WHAT TO PRODUCE
Which lines of the records contain the word "table"? Show each of them.
----- RECORDS SHOWN -----
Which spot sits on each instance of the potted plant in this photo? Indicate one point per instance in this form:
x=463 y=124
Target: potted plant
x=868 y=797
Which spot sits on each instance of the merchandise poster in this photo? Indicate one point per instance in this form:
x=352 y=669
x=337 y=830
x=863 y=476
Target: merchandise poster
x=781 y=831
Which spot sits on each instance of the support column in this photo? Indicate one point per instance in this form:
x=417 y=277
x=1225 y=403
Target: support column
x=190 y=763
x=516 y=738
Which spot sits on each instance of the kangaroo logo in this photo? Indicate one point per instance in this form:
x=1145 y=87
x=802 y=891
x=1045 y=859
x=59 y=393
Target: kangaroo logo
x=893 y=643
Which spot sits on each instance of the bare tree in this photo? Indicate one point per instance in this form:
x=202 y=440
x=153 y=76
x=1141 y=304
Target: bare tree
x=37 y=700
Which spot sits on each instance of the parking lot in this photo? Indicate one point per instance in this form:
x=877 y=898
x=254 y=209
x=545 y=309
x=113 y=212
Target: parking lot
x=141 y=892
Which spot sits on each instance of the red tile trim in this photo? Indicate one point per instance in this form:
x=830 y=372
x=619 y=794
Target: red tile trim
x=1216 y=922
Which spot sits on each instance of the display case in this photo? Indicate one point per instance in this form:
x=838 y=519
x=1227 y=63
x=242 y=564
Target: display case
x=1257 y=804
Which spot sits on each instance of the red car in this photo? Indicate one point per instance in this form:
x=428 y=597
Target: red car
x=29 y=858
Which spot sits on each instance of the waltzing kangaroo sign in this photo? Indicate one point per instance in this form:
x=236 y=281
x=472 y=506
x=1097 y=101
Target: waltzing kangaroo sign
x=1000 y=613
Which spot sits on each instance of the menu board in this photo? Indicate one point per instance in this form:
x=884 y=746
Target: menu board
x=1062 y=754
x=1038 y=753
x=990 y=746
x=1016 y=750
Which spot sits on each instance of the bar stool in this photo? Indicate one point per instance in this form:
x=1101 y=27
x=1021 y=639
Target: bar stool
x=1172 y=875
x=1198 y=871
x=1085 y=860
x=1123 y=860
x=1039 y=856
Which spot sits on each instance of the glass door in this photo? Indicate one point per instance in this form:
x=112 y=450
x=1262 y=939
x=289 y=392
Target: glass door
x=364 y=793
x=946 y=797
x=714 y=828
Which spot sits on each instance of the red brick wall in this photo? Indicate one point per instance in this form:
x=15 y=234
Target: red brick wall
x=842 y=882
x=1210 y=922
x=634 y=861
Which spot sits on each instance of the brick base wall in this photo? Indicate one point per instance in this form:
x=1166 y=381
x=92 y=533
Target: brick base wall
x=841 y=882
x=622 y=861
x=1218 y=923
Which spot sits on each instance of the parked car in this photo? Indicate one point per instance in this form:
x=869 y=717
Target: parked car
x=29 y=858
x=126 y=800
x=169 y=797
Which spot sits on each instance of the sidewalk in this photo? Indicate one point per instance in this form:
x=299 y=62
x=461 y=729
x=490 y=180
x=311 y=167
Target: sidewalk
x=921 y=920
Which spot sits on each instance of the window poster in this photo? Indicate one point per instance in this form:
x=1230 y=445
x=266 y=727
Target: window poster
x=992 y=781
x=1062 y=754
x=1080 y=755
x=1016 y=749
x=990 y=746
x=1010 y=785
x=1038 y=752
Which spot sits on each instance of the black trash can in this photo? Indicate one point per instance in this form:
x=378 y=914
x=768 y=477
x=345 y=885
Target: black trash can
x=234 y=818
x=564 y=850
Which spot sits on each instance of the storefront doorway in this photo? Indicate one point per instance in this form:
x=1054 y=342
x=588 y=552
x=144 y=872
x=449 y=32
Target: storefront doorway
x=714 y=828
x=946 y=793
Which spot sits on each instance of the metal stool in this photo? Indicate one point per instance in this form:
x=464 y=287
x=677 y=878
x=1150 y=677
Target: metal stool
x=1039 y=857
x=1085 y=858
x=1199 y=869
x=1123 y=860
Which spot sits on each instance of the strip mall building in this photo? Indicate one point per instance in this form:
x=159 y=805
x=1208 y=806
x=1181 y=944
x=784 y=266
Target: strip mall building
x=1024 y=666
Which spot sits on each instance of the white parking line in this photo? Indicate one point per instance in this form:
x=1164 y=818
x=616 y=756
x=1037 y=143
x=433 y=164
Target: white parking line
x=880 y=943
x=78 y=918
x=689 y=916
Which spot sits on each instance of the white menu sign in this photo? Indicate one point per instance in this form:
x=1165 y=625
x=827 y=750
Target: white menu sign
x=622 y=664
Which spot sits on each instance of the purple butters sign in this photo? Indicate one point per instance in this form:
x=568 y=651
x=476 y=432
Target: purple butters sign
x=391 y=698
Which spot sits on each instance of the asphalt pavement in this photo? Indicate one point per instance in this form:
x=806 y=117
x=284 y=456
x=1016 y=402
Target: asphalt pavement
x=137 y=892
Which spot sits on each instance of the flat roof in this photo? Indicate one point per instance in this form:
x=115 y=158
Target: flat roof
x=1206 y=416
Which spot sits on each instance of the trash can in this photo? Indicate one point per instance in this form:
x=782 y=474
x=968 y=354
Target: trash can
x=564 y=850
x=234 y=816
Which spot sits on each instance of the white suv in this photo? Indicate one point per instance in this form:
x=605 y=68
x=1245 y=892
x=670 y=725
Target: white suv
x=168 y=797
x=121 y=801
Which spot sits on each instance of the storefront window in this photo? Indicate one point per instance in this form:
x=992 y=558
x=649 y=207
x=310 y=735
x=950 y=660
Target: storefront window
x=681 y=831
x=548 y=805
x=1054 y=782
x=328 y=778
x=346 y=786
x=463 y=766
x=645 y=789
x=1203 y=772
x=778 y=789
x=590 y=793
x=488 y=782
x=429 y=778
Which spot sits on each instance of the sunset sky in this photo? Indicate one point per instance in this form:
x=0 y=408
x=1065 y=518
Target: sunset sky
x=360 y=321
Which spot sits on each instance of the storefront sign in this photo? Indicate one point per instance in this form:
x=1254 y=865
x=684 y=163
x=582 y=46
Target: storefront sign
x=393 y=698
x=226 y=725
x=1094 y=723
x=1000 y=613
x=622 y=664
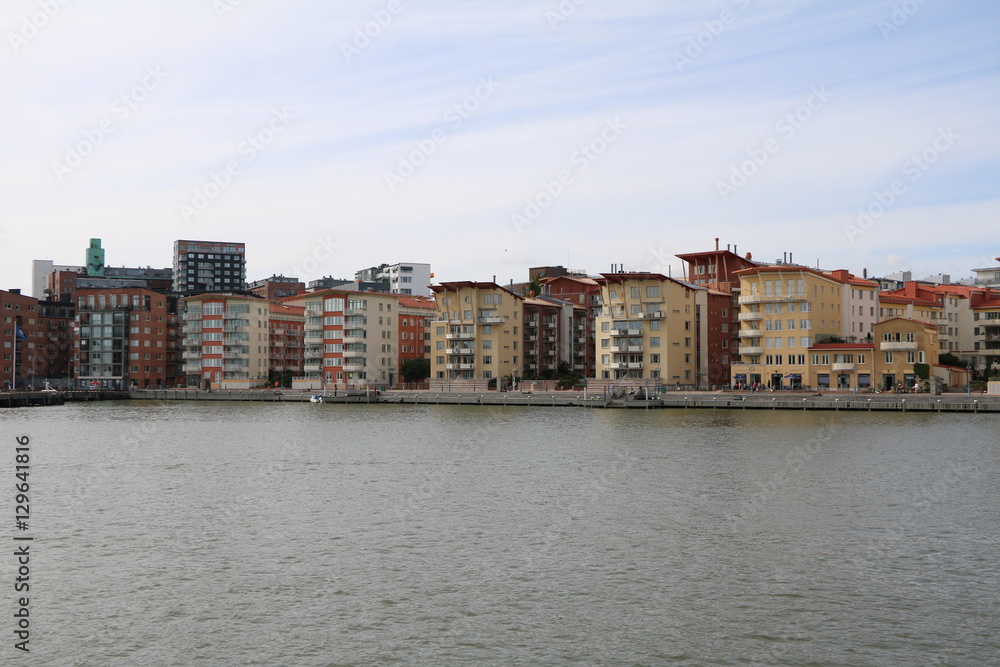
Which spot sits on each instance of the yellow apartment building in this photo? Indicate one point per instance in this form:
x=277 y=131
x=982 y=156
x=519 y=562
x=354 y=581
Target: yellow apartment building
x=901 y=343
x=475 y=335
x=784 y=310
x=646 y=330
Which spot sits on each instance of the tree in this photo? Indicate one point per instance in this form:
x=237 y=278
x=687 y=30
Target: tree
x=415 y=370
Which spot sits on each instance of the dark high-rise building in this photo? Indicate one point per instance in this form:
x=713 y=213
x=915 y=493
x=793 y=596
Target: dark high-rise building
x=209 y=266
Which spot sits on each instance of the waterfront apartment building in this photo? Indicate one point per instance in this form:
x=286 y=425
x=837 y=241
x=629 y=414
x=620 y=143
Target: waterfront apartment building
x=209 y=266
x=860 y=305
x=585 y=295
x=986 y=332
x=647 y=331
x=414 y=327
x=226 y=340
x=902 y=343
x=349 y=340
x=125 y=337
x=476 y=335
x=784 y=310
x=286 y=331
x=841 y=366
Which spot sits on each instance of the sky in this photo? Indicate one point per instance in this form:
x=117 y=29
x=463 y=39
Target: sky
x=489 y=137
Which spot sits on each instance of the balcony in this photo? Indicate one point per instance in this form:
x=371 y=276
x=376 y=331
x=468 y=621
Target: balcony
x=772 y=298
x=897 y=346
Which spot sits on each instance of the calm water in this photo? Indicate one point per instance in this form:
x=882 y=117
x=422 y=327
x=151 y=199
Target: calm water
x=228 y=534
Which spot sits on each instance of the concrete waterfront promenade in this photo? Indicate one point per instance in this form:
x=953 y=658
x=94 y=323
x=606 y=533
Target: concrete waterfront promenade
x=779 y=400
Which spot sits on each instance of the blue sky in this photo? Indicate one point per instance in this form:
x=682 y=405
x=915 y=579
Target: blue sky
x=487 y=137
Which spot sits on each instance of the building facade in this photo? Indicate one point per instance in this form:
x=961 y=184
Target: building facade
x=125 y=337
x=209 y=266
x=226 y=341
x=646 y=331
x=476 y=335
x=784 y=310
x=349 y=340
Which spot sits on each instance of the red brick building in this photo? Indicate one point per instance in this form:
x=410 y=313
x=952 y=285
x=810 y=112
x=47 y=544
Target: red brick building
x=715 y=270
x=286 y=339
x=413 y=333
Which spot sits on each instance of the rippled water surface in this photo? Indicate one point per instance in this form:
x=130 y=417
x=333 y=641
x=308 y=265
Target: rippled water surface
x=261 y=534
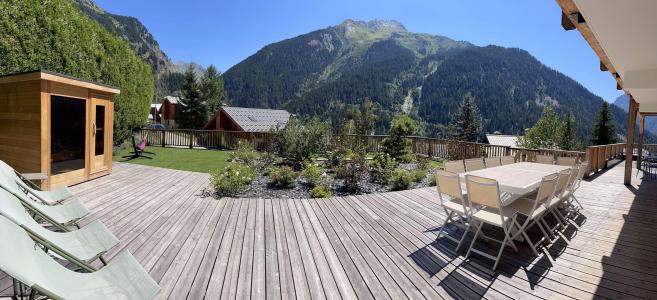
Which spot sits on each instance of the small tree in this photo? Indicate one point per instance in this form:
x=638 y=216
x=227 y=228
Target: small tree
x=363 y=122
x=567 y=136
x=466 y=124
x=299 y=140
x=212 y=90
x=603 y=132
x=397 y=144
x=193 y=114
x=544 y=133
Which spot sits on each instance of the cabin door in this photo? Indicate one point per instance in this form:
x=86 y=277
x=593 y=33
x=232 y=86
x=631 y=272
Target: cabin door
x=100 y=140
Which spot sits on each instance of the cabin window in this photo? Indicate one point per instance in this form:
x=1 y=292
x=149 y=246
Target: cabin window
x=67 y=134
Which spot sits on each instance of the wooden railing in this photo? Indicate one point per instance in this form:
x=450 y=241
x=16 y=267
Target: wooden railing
-----
----- RECORDS SHOWN -----
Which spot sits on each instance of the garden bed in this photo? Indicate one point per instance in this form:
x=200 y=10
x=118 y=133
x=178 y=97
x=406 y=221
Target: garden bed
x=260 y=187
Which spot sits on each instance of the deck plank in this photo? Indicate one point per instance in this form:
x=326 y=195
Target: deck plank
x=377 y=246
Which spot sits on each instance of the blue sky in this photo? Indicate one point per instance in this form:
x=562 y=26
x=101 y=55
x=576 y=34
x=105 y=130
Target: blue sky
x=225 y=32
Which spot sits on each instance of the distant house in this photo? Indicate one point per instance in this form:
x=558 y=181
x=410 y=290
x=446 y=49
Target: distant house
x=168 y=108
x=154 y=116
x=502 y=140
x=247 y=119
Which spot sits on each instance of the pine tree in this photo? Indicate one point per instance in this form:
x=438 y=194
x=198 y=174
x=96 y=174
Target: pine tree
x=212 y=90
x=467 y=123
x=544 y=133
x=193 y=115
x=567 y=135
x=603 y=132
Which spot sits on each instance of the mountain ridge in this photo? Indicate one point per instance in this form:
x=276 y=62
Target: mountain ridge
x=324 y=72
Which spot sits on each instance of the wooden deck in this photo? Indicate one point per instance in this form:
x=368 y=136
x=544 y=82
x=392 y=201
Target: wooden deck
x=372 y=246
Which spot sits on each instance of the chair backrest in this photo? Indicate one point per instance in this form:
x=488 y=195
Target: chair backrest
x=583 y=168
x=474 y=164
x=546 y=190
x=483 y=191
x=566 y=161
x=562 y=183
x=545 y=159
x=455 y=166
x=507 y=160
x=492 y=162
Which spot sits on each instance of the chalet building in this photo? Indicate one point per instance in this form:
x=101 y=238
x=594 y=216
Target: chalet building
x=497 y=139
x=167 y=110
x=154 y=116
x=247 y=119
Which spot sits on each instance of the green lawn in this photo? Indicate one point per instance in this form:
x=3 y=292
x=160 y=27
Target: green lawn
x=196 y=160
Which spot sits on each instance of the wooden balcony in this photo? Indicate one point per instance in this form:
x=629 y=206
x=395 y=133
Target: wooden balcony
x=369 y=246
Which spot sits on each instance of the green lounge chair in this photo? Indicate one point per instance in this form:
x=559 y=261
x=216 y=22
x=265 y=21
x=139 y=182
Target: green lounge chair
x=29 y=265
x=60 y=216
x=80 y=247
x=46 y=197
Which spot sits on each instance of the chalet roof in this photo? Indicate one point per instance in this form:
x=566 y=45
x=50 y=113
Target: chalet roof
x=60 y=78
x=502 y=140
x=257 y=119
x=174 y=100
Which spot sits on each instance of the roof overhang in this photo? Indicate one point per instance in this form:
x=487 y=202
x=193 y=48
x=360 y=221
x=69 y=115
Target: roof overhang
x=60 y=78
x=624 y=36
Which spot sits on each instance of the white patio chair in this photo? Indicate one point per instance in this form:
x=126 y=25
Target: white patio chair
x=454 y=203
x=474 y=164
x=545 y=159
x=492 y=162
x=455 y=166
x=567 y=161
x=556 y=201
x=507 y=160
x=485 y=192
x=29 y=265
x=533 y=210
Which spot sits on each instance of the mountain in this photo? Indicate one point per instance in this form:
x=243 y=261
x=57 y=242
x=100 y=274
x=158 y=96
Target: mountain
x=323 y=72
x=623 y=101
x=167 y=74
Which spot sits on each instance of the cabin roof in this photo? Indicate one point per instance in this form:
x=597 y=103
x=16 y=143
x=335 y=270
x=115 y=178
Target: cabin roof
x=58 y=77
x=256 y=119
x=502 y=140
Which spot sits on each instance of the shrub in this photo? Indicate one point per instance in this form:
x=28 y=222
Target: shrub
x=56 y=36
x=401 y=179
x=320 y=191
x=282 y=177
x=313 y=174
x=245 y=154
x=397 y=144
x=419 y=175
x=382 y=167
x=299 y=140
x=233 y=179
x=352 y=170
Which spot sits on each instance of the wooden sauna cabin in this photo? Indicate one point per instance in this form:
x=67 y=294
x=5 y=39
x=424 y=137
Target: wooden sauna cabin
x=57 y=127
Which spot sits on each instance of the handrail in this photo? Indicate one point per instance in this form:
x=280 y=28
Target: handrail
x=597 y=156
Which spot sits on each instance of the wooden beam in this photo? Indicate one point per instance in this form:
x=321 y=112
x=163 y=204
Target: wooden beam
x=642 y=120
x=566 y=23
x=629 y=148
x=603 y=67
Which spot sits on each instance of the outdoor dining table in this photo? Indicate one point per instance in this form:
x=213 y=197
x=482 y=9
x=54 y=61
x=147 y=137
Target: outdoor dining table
-----
PROBLEM SOLUTION
Which spot sits on each instance of the outdoor dining table in this photo? Indicate one point per instance in this form:
Target: outdoor dining table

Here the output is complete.